## Task requirements
Reproduce the passage of the article on taxes and unemployment benefits starting at "To answer the" and ending at "the extra payments.".

Unemployment can be one of the hardest parts of a person’s life. Many have known the struggle of having to rely on unemployment benefits to live day to day.
Currently 3.6 percent of Americans are unemployed, that may seem a small number but that accumulates to just under six million Americans.
Six million puts into perspective how many people rely on the state to survive whilst searching for employment. Due to the COVID pandemic many more found themselves needing to seek help being it through loss of employment or loss of hours.
Due to the amount of payouts given during the pandemic many people were overpaid and now the states want their money back through payments.
To answer the big question, yes you are required to pay taxes on unemployment benefits. Like any wages, unemployment benefits are counted towards your income.
You must report them on your federal tax return, your state return however may be different depending on which state you reside in.
Regardless of which state you live in you must pay federal taxes on your income. People who received unemployment benefits may have had a smaller tax refund than in previous years due to all the extra payments.
If you do not pay taxes on your unemployment checks then your refund would be used to pay for the taxes that are outstanding and owed to the government, this will result in you gaining a smaller refund.

Dataset items:
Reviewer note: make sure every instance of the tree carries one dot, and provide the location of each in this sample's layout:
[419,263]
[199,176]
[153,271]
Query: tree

## Response for this exercise
To answer the big question, yes you are required to pay taxes on unemployment benefits. Like any wages, unemployment benefits are counted towards your income.
You must report them on your federal tax return, your state return however may be different depending on which state you reside in.
Regardless of which state you live in you must pay federal taxes on your income. People who received unemployment benefits may have had a smaller tax refund than in previous years due to all the extra payments.